- **Exercise aim**
Return a copy of every line in the data below that contains "surface".

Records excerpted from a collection
----------

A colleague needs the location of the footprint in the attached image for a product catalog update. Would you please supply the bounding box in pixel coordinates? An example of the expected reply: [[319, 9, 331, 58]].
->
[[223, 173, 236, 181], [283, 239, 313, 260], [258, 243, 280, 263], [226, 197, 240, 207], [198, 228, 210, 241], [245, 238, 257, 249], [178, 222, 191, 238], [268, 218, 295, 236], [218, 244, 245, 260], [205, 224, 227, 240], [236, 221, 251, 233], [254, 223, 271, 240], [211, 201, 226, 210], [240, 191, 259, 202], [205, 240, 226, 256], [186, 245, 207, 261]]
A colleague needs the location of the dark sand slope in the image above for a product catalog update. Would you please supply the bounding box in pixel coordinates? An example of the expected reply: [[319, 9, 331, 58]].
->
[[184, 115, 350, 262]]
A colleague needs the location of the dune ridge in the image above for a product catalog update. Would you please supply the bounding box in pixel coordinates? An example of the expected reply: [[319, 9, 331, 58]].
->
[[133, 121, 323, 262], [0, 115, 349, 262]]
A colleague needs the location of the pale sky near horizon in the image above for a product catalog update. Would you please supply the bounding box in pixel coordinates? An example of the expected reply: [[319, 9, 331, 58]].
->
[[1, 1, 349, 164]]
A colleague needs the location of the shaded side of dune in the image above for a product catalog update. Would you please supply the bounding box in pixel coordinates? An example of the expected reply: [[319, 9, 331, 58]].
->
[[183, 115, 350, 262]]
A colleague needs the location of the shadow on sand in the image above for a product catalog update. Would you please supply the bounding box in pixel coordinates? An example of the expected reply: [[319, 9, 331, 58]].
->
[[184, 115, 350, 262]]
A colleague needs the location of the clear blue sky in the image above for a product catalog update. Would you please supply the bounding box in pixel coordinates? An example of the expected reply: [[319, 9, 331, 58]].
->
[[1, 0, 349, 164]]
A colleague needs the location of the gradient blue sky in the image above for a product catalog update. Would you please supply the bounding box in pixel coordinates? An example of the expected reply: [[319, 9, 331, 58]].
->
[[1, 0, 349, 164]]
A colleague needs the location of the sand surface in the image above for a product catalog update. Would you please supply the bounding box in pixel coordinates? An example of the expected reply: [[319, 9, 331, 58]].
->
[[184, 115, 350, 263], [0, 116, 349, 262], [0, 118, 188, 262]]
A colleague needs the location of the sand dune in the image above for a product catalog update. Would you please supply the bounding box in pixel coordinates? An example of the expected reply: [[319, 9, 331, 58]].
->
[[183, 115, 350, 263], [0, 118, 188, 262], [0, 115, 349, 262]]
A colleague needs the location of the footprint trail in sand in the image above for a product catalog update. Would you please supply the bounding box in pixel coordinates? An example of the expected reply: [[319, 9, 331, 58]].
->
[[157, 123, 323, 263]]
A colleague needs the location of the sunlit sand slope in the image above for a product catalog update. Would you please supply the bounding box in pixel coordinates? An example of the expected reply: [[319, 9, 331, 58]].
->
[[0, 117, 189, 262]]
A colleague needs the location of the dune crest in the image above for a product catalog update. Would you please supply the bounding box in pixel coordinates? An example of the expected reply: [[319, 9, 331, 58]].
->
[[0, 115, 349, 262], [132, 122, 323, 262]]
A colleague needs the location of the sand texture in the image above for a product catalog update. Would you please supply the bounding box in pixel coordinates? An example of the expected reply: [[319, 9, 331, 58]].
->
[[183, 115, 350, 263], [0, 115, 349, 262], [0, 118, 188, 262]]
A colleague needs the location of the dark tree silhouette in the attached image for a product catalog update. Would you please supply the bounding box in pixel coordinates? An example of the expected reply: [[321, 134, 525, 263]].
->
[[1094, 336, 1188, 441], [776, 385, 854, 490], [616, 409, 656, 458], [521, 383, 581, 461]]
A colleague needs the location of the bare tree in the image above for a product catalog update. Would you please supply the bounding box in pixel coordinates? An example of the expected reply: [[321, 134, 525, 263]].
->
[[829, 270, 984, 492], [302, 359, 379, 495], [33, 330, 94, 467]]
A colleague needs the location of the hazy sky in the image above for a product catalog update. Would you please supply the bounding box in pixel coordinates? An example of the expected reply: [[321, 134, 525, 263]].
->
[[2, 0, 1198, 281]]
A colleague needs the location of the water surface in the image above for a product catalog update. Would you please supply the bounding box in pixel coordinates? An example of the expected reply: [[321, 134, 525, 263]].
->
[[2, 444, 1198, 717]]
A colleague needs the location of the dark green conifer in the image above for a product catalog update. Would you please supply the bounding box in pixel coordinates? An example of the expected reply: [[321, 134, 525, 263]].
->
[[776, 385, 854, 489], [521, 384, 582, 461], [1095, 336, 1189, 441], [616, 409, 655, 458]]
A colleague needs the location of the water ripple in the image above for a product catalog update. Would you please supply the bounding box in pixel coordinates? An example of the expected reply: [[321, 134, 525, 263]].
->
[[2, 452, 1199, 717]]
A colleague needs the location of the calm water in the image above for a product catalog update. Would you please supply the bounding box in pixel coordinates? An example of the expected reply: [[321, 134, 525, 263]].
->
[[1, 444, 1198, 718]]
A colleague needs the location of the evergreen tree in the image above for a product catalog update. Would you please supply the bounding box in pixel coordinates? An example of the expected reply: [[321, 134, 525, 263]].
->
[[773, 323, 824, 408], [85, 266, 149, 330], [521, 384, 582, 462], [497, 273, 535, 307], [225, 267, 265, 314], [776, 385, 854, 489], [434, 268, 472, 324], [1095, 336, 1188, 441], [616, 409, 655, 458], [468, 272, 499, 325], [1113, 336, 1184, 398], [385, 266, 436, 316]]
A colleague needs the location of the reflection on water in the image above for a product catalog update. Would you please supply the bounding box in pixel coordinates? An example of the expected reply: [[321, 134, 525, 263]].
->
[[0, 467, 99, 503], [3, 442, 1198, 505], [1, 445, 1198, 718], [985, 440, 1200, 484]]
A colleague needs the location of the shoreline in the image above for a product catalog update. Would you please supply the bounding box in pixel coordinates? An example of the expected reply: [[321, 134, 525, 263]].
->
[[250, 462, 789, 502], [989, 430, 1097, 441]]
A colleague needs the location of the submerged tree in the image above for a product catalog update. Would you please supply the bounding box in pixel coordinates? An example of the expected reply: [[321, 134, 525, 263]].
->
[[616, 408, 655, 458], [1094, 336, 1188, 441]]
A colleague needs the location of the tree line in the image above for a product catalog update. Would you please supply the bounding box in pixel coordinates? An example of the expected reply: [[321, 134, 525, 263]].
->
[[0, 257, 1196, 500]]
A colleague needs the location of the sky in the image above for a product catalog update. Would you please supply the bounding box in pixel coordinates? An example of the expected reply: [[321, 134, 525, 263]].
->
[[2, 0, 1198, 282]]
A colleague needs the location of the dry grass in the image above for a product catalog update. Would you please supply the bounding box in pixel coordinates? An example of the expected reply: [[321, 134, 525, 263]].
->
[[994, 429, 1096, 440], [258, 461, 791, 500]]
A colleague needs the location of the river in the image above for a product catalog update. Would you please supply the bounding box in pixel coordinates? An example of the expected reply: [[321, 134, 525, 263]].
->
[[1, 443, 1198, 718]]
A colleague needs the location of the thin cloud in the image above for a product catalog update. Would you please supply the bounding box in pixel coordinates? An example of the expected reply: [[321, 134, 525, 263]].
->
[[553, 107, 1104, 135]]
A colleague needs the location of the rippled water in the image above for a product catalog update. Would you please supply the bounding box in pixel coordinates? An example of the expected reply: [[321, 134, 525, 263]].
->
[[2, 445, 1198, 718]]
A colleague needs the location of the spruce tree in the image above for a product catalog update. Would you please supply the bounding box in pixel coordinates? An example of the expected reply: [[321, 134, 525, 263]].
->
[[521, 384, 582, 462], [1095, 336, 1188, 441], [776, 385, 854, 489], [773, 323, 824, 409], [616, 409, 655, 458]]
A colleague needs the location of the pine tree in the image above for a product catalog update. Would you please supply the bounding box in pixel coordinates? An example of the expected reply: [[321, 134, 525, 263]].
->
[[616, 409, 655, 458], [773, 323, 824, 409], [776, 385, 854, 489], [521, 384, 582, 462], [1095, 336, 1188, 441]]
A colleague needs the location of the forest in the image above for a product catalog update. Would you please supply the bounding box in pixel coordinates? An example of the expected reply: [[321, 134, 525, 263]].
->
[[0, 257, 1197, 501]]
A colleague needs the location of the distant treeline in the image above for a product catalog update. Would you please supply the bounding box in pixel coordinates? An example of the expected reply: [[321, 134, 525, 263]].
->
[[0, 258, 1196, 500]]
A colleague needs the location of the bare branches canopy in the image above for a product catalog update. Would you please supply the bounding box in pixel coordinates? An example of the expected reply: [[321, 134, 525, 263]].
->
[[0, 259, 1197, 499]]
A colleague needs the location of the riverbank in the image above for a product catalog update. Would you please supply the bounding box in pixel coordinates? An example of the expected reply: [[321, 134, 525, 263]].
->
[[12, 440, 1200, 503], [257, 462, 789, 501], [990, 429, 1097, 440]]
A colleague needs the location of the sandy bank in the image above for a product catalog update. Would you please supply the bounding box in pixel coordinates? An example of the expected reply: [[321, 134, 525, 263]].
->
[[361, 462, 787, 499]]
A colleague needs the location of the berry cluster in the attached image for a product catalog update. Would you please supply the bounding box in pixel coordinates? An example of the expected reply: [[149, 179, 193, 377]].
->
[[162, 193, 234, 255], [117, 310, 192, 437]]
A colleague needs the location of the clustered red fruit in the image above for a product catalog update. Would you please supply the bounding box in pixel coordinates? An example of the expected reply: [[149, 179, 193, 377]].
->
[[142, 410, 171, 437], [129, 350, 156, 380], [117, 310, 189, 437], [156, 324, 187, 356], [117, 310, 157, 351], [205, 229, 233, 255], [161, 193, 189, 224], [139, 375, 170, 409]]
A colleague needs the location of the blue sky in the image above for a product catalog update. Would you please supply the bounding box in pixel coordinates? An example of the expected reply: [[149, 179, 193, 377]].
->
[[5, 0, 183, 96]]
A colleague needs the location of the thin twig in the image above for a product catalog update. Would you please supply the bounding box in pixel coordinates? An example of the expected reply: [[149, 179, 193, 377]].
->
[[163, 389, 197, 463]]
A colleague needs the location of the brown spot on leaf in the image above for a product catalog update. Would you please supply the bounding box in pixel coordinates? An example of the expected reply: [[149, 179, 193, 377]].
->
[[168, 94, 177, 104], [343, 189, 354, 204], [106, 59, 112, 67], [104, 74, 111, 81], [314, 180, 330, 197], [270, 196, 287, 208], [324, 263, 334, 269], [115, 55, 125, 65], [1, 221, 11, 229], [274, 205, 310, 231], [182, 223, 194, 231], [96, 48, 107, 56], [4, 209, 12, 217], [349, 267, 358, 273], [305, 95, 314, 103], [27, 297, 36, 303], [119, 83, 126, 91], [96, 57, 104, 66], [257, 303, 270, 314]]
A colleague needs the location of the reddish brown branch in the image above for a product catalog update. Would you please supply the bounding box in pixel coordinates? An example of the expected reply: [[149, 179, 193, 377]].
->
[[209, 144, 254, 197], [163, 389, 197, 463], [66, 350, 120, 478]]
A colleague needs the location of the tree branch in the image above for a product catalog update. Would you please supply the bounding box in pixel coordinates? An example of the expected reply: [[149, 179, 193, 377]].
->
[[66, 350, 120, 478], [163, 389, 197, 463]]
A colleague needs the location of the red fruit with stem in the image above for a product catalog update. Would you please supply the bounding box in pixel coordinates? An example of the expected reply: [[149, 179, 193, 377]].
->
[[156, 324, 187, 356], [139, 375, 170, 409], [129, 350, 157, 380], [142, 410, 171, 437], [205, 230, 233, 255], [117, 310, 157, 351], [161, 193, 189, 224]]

----------

- **Answer to this task**
A colleague needs the location of the sand surface in the image above for a product catalog update. Would you please supply the bounding box in pixel coordinates? An example of the expected reply: [[319, 9, 331, 58]].
A colleague needs the location of the water surface in the image above for a product catalog update. Would you please supply the bounding box in pixel coordinates? An example of the expected reply: [[321, 134, 525, 263]].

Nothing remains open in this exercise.